## EXERCISE
The following entries should be restated word for word, pictures excluded.

────────────────────────────────────────

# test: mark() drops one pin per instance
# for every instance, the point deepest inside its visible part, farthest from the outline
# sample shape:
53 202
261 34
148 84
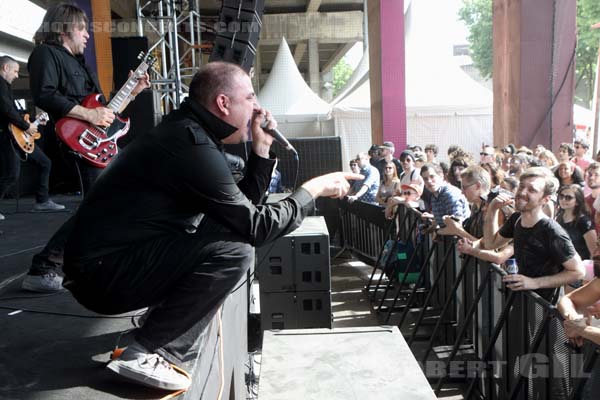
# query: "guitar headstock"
43 117
149 59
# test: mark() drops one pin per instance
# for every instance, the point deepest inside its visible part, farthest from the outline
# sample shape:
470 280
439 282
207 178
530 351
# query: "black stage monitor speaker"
238 32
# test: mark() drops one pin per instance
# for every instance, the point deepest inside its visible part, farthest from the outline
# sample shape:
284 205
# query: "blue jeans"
185 277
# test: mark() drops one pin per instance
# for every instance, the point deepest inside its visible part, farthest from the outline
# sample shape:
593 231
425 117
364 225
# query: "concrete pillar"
387 77
314 76
534 71
327 89
256 81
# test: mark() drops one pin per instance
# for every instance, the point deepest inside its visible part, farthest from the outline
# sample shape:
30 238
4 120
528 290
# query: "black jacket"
8 110
59 80
168 176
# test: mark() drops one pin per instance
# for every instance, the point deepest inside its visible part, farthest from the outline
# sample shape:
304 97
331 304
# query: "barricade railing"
364 230
517 346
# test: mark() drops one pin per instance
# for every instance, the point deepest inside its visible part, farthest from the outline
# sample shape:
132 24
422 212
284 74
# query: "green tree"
477 15
342 71
588 40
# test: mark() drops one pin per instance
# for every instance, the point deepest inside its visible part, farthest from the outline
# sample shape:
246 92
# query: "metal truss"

────────────────────────────────────────

## EXERCISE RESULT
# test: mark() drops one pin per instance
# for every instance, the point deepest inside its visible part, farthest from the outline
# sample shape:
53 202
261 34
148 84
# query: "guitar headstock"
43 117
149 59
# test: mark() drops one pin per instance
# for every instance, the point deepest inside its visible part, farthest from the outline
# sample shape:
470 280
439 282
207 178
530 351
# query: "black stage monitor speaker"
238 32
# test: mark() drops one pin per instance
# for every instance, the point deepest inside its visible part, farthest from the outline
# sample shape:
284 205
# query: "blue jeans"
185 277
# test: mark() drops one pin per instance
# for every instance, the point deepest inside its visible part, farthest from the outline
# sample shape:
593 231
425 117
364 225
# query: "concrete pillar"
387 77
314 76
534 71
327 89
256 81
# test: mark() drops one pin per instance
# for every instance, the point deepest inside its visible part, farthest from the outline
# sample shape:
30 238
4 120
528 290
# query: "black jacket"
8 110
59 80
168 176
# test: mark() drops one pin per instance
# for every instance, the point deepest inside its visible part, farthest from the outline
# sample shape:
304 97
331 304
# query: "barricade railing"
364 230
517 346
# test: mark() drops one pin per instance
# for every instance, the point deepest inside its visible part, farthest from the outline
# sample shape:
132 24
422 212
284 74
# query: "green tree"
477 15
342 71
588 40
# test: mark() drops one pin per instance
# for every instance, the point deepest inside its visible part, farthest from the outline
# sample shape:
246 92
# query: "metal truss"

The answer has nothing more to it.